**PREGUNTAS DEL MATERIAL**
1 - En el fragmento sobre la película El silencio de otros, ¿qué otra película reciente de temática similar se cita?
2 - Retome el fragmento sobre la película El silencio de otros a partir de su última oración.

**FRAGMENTO SELECCIONADO**
★ ★ ★ ★ ★

Tal vez el problema radique en la necesidad de dar cuenta. La salida del silencio que implicaron las querellas presentadas en la Argentina parecen impulsar la necesidad de contar la historia desde todas sus aristas. El silencio de otros –como ocurría en otra película reciente sobre temática similar, Al otro lado del charco– pretende dar cuenta de un todo cifrado en cuarenta años de historia de un país: detenciones, torturas, fusilamientos, entierros como NN, niños robados, justicia inexistente y protección política en el posfranquismo forman parte de la misma historia. Pero puestos uno al lado del otro, producen un doble efecto paradójico: de un lado, el exceso de temas que se acumulan; del otro, la sensación de una superficialidad inevitable en el abordaje. Si bien el avance de la querella parece erigirse como lo más cercano a un eje alrededor del cual hacer orbitar el relato, la insistencia en poner todo en pantalla resulta atosigante y genera dispersión.

★ ★ ★ ★ ★

**DATOS**
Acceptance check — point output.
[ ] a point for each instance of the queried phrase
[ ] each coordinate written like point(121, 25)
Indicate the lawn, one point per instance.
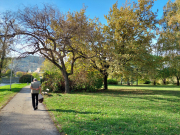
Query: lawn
point(6, 95)
point(130, 110)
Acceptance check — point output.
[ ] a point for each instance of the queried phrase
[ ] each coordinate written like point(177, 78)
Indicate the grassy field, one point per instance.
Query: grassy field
point(130, 110)
point(6, 95)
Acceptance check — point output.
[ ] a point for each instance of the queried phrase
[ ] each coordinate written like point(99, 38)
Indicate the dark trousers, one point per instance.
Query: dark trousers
point(34, 100)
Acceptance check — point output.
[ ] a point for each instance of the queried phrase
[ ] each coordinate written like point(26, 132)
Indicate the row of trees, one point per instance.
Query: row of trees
point(123, 47)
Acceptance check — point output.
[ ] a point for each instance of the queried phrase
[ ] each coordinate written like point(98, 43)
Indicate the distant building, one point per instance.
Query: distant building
point(37, 70)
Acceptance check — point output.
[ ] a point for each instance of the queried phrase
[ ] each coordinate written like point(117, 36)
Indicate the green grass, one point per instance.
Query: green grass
point(130, 110)
point(6, 95)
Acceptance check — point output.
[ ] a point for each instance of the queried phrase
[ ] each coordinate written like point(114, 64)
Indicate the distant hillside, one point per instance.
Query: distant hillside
point(28, 63)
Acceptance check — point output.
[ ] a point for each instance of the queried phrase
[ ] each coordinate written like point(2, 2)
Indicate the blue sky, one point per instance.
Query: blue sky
point(95, 8)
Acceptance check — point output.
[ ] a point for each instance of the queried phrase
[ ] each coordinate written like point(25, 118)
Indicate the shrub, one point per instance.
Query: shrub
point(86, 80)
point(25, 79)
point(19, 73)
point(53, 81)
point(112, 81)
point(147, 82)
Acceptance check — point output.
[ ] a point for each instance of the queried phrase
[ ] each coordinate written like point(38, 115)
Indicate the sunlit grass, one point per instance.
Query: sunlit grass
point(120, 110)
point(5, 94)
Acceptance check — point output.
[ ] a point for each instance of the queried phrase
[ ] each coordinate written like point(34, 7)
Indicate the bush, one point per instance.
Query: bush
point(53, 81)
point(25, 79)
point(19, 73)
point(86, 80)
point(112, 81)
point(147, 82)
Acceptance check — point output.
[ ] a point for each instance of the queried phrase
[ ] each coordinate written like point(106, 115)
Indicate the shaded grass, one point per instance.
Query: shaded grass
point(120, 110)
point(6, 95)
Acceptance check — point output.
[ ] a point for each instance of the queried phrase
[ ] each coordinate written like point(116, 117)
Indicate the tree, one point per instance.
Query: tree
point(36, 75)
point(169, 37)
point(55, 35)
point(5, 39)
point(129, 31)
point(19, 73)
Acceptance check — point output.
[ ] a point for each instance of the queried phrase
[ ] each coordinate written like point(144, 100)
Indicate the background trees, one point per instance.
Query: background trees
point(57, 36)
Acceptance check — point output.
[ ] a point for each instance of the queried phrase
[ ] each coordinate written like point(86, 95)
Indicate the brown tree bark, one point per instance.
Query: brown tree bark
point(105, 82)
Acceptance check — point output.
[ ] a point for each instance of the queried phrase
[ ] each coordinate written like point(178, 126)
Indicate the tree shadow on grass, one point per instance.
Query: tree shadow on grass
point(130, 92)
point(70, 111)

★ ★ ★ ★ ★

**RESPUESTAS**
1 - Al otro lado del charco.

2 -
La sensación es que El silencio de otros es una película hecha de retazos de una multitud de películas posibles que intenta contener y que no se puede –o no se quiere- desarrollar. Las historias personales de María o Ascensión o Chato, parecen ser apenas un esbozo de lo que podrían haber sido. Al igual que la cronología judicial o los perfiles de los torturadores que quedan algo diluídos, la historia de los hijos robados –demasiado forzada en su inserción- o la pervivencia de los restos del franquismo en la sociedad o el peso de lo simbólico en la cristalización social (de la pervivencia de calles que evocan al franquismo al impactante monumento a las víctimas en la cima de un cerro) tienen una potencialidad narrativa que se pierde en el conjunto. Es esa oscilación temática, ese intento persistente por acumular historias, personajes y hechos lo que desbalancea a El silencio de otros. Como si fuera un ejercicio principiante en el que la ansiedad impide el recorte, pretende narrar el todo a través del todo, en lugar de trabajar sobre alguna de sus partes que permita. Lo cual implica arrojarse a la imposibilidad de alcanzar su objetivo: no se puede contar en hora y media la representación total de 40 años de dictadura. Lo que consigue la película es, de esa manera, condenarse de antemano a un resultado desparejo, no solo marcada por la alternancia de elementos de interés –la exhumación de los cuerpos en la fosa común del cementerio, por ejemplo- con otros que pasan a las apuradas y no adquieren relieve, sino porque funciona como un pasaje por historias en el que no se profundiza en ninguna. Solo queda la idea de una película que pretende actuar como una acumulación de historias. Cada una de ellas es una película posible que quizás, en el futuro, alguien intente retomar y desarrollar para darles la entidad que reclaman y merecen.
Calificación: 5/10
El silencio de los otros (España/Estados Unidos, 2018). Dirección: Almudena Carracedo y Robert Bahar. Guion: Almudena Carracedo, Kim Roberts, Ricardo Acosta y Robert Bahar. Fotografía: Almudena Carracedo. Montaje: Kim Roberts, Ricardo Acosta. Duración: 96 minutos.